ФРАГМЕНТ ДОКУМЕНТА:
----------

И еще – о соотношениях художественной практики и теории Бахтина. Тут минус на минус дает плюс. Виктория Вадимовна начинает с того, что эта практика в какой-то степени опровергает теорию Бахтина, которую воспринимает как что-то не вполне эстетически состоятельное; а заканчивает Виктория Вадимовна адекватным самоотрицанием самой этой практики, которое, по-моему, вполне согласуется с теоретическим отрицанием ее у Бахтина. Бахтин отрицает эту практику настолько же, насколько она сама себя отрицает – в том авторском «я не могу», о котором так блестяще и подробно говорила Виктория Вадимовна.
Но вот о чем она не сказала: там, где наступает это авторское «я не могу» и дело передоверяется читателю, — там возникает первая гигантская трещина, и на этом уже почти все заканчивается, и вот тогда остается последняя спасительная надежда, на которой Виктория Вадимовна и останавливается, — читатель. И вот единственное, что Виктория Вадимовна, по-моему, недоговаривает, это то, что вторичная сакрализация читателя, которая здесь возникает, ведет в конечном счете к еще большему, еще более полному провалу.
Выход из этой ситуации есть. Нужно выйти за пределы этой установки и посмотреть на нее со стороны – в историческом контексте.

С.В.Медовников. В последнее время много говорят о новом американском фильме «Титаник». Я его не видел, только фрагменты, но один эпизод запал мне в память: 2 часа 45 минут тонет этот корабль, и все это время, когда он тонул, оркестр стоял на верхней палубе и играл нескончаемо… Музыканты понимали, что они погибнут, но – умирать, так с музыкой… И это очень красиво. Это замечательно прекрасно. И вот это, как мне представляется, – метафора Серебряного века.
Виктория Вадимовна в своем докладе, очень интересном и справедливо высоко оцененном, в самом начале высказала сразу две такие крупные и где-то даже мохнатые мысли: первая заключалась в том, что теоретик – это главная фигура ХХ века; а вторая – что рефлексы начинают брать перевес над собственно художественным творчеством. Так вот, в этой связи я скажу о тех резонансах мысли, которые у меня возникли в то время, когда Виктория Вадимовна очень увлекательно произносила свой доклад.

----------

УСЛОВИЕ ЗАДАЧИ 1: Сообщите все строки листинга, в которых встречается строка «window», с учетом регистра букв.
Фрагмент документа и листинг взяты из разных источников.

----------

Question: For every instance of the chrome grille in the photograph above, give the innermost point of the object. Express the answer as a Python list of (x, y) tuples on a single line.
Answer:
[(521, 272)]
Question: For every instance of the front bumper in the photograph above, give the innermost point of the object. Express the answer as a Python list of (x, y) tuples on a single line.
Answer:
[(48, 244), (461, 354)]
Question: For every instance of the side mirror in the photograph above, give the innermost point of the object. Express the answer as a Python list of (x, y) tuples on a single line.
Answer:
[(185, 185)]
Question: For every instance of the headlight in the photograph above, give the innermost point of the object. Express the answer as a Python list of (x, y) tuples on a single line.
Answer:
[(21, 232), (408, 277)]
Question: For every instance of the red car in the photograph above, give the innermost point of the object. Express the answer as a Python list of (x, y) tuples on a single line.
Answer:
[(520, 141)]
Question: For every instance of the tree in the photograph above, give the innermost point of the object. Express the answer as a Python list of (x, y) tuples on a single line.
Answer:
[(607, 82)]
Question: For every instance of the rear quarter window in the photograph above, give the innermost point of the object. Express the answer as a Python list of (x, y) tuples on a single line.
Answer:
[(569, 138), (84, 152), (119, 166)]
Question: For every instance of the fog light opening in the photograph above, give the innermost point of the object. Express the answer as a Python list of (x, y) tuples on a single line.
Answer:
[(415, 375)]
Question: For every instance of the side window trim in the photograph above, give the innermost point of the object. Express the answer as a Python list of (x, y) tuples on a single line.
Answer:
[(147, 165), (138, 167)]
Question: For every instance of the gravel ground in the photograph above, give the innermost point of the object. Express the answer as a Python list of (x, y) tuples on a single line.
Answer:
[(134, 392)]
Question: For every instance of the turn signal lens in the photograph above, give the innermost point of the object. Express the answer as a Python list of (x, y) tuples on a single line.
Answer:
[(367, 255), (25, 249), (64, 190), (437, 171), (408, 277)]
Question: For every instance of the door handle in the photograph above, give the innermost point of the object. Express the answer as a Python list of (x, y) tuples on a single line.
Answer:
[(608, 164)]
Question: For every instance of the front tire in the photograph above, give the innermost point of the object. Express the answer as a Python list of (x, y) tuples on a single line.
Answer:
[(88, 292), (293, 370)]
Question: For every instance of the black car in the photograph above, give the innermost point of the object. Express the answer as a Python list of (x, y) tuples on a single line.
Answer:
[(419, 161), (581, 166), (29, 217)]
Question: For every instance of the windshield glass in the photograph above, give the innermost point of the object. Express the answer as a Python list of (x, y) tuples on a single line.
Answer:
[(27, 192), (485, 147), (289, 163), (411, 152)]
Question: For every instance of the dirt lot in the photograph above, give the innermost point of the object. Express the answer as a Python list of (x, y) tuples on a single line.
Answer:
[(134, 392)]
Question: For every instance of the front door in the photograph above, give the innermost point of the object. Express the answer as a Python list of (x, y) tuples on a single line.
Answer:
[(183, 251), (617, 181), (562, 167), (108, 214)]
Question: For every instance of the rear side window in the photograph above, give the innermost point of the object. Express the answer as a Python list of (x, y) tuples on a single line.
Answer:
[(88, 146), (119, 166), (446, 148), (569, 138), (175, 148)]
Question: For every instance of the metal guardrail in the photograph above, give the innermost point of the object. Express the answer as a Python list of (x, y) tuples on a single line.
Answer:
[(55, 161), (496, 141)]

----------

УСЛОВИЕ ЗАДАЧИ 2: Сколько времени, согласно фрагменту документа, тонет корабль в эпизоде фильма «Титаник», который запомнился С.В.Медовникову?

РЕЗУЛЬТАТ 1:
Question: For every instance of the rear quarter window in the photograph above, give the innermost point of the object. Express the answer as a Python list of (x, y) tuples on a single line.
Question: For every instance of the side window trim in the photograph above, give the innermost point of the object. Express the answer as a Python list of (x, y) tuples on a single line.
Question: For every instance of the rear side window in the photograph above, give the innermost point of the object. Express the answer as a Python list of (x, y) tuples on a single line.

РЕЗУЛЬТАТ 2: 2 часа 45 минут.